Selected passage:
------------------------------
Figure 6. Gal-1 deficiency induces higher blood pressure in mice by up-regulating vascular Ca_V1.2 channels

(A, B) Gal-1 deficiency increases both systolic and diastolic blood pressure in 10-week-old mice (WT, n=8, Lgals1^−/−, n=6). (C) Representative traces of arterial constriction in freshly isolated mesenteric arteries from WT or Lgals1^−/− mice recorded by stepwise increases of [K⁺]_o, from 4 mmol/L to 120 mmol/L. Ionomycin (Iono, 10 μmol/L) was given to induce maximal constriction. (D) Concentration–response curves of [K⁺]_o for the effects of Gal-1 deficiency on the contractility of mesenteric arteries (n=6 for each group). (E) Quantitative analysis of Ca_V1.2 intensity in aorta isolated from WT or Lgals1^−/− mice followed by normalization to DAPI intensity. n=3 mice, and 6 sections for each group were used for analysis. (F) Representative confocal images of total Ca_V1.2 channels and Gal-1 in aorta from WT or Lgals1^−/− mice. Elastin autofluorescence was also detected to show the entire structure of aorta. For last merged image in row 1 and 3, the channels for DAPI, Ca_V1.2 (AF594) and Gal-1 (AF647) were merged together. For the magnified images in row 2 and 4, only the channels for Ca_V1.2 (AF594) and Gal-1 (AF647) were merged together to show the co-localization of Ca_V1.2 channel and Gal-1 in smooth muscle. L stands for lumen of aorta. Scale bar: 20 μm. Data were shown as mean ± SEM. * p<0.05, # p<0.01 versus control group.

Figure 7. Tat-e9c infusion increases blood pressure through up-regulating Ca_V1.2 channels in rats

(A) Sequence alignment of Tat peptides used for in vitro and in vivo studies. (B) L-type Ca_V1.2 current density in A7r5 cells treated with Tat-e9c peptide (4 μM, n=16) for 24 h. I–V curves were obtained in an external solution containing 5 mM Ba²⁺. Nimodipine (5 μM) was used to block L-type calcium currents in A7r5 cells (also see Figure S10K, L). (C) Quantifications of myogenic tone of rat mesenteric arteries treated with Tat-e12c (10 μM, n=10) or Tat-e9c (10 μM, n=10) for 24 h. (D) Representative traces of arterial constriction after 24 h treatment with Tat-e12c (10 μM, n=10) or Tat-e9c (10 μM, n=10) recorded by stepwise increases of [K⁺]_o, from 4 mmol/L to 120 mmol/L. Ionomycin (Iono, 10 μmol/L) was given to induce maximal constriction. (E) Concentration-response curves of [K⁺]_o for the effects of Tat-e12c or Tat-e9c on the contractility of mesenteric arteries. Data were shown as mean ± SEM. *P<0.05, #P<0.01 versus control group. (F) Daily systolic blood pressures in rats before, during or after 9-day Tat-e9c infusion (n=6 for each group). Osmotic mini-pumps were implanted via jugular vein at day 0. Tat-e9c-treated rats exhibited an increase in systolic BP at day 1 after Tat-e9c infusion and reaching to a peak at day 3 (148.6±3.7 mmHg; versus 115.9±2.0 mmHg for Tat-e12c group. Data were analyzed by two-way repeated measures ANOVA (F(1, 10)=492.350, p<0.0001 for treatment; F(11, 110)=37.410, p<0.0001 for time; F(11, 110)=23.310, p<0.0001 for interaction). (G–I) Western blots and quantifications of biotinylated surface and total Ca_V1.2 channels in mesenteric arteries in Tat-e12c- or Tat-e9c-treated rats (n=6). α-smooth muscle actin was used as the loading control. Data were shown as mean ± SEM. *p<0.05, #p<0.01 versus Tat-e12c group.
------------------------------
Information:

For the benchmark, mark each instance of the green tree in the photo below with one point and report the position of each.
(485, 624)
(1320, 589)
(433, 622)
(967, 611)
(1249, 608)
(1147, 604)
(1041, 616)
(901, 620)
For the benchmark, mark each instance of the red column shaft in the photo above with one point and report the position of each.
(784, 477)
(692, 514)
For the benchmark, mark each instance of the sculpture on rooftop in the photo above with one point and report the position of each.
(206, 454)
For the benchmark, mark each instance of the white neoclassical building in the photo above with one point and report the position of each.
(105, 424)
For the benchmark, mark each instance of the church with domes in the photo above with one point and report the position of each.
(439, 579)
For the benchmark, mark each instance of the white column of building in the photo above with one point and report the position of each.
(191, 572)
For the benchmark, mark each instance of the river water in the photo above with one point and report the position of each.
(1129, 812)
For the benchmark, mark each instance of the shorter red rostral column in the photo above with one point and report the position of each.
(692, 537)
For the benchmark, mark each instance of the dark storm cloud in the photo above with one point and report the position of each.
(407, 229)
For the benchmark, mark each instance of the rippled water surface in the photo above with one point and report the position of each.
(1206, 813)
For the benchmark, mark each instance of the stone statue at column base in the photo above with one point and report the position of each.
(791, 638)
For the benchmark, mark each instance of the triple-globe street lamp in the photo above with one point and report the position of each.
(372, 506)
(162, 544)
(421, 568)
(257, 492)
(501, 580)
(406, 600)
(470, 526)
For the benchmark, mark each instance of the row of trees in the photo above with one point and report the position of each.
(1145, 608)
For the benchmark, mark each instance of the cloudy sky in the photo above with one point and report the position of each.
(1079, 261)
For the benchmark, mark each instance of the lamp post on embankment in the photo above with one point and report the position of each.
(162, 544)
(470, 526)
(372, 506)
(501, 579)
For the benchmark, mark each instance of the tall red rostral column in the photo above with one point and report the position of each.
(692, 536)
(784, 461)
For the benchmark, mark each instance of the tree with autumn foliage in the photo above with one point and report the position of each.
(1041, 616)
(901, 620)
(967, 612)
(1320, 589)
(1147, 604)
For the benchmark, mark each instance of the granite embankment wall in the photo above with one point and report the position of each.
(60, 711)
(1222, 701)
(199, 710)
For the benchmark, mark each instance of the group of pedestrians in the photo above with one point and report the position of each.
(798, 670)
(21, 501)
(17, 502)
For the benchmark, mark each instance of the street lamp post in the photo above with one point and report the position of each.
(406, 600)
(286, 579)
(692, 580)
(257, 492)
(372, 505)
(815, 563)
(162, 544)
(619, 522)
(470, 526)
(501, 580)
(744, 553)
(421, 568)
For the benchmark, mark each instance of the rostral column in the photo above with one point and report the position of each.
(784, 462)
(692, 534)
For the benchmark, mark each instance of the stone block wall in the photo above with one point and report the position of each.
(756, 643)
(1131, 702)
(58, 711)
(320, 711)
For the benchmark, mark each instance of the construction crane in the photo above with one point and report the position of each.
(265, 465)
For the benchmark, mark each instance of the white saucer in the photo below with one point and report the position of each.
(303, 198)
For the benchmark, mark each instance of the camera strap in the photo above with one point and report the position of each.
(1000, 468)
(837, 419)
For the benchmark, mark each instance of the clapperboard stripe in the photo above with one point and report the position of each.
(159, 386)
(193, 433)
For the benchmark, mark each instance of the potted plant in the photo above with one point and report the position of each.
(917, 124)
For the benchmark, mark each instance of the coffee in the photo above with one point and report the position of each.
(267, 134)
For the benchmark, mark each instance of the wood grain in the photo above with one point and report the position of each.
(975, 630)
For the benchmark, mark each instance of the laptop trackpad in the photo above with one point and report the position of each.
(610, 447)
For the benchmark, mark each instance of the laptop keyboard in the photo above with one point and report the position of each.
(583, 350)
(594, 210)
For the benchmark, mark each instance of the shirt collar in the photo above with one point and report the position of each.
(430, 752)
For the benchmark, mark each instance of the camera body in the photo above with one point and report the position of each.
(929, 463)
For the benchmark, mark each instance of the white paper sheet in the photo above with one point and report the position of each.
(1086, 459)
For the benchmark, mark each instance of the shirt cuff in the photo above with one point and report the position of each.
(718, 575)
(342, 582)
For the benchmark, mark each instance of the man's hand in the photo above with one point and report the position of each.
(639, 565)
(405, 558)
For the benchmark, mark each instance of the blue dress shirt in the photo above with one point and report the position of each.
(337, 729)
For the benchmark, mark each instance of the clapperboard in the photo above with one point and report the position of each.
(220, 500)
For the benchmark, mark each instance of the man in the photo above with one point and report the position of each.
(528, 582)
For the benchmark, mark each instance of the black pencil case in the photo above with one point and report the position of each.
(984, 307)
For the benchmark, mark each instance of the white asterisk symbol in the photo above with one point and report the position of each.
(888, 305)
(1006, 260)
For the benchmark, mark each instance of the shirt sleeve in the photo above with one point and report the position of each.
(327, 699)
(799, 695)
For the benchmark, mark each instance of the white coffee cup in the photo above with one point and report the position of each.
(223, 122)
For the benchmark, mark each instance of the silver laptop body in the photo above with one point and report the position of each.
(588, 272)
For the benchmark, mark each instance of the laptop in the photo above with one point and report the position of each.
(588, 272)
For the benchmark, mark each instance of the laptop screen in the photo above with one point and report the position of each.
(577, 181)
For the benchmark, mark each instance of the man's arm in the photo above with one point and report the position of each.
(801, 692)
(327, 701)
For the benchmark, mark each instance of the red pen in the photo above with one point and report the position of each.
------------------------------
What you need to do:
A – Please list each drug or peptide that the Figure 7 legend in the Ca_V1.2 figure legends gives with a concentration, along with that concentration.
B – Extend the Ca_V1.2 figure legends, starting after their final sentence.

Task-by-task outputs:
A –
Tat-e9c: 4 μM and 10 μM
Nimodipine: 5 μM
Tat-e12c: 10 μM
Ionomycin: 10 μmol/L

B –
Figure 8. AAV5-Gal-1 by single injection significantly decreases blood pressure of SHR

(A) Schematic diagrams of AAV5-Gal-1 and control AAV5-GFP. (B) Tissue-selective expression of exogenous Flag-Gal-1 delivered by AAV5 in SHR. MA: mesenteric artery. (C, D) Western blots and quantification of Exogenous Flag-Gal-1, Gal-1 or Ca_V1.2 in thoracic aorta in AAV5-Gal-1 or AAV5-GFP-treated SHR (n=3). (E–J) Compared to control AAV5-GFP (1×10¹³ vg/kg, n=4), from day 7 onwards, SHR subject to single injection of AAV5-Gal-1 (1×10¹³ vg/kg, n=3) reached a maximal reduction of the systolic BP (SBP) at about 27 mmHg (E, F), the diastolic BP (DBP) at about 20 mmHg (G, H) and the mean arterial pressure (MAP) at about 23 mmHg (I, J), respectively, and remain reduced until day 30. Mean SBP (F), DBP (H) and MAP (J) stands for the average blood pressure from day 7 to day 30. Data were shown as mean ± SEM. *p<0.05, ***p<0.001 versus AAV5-GFP group.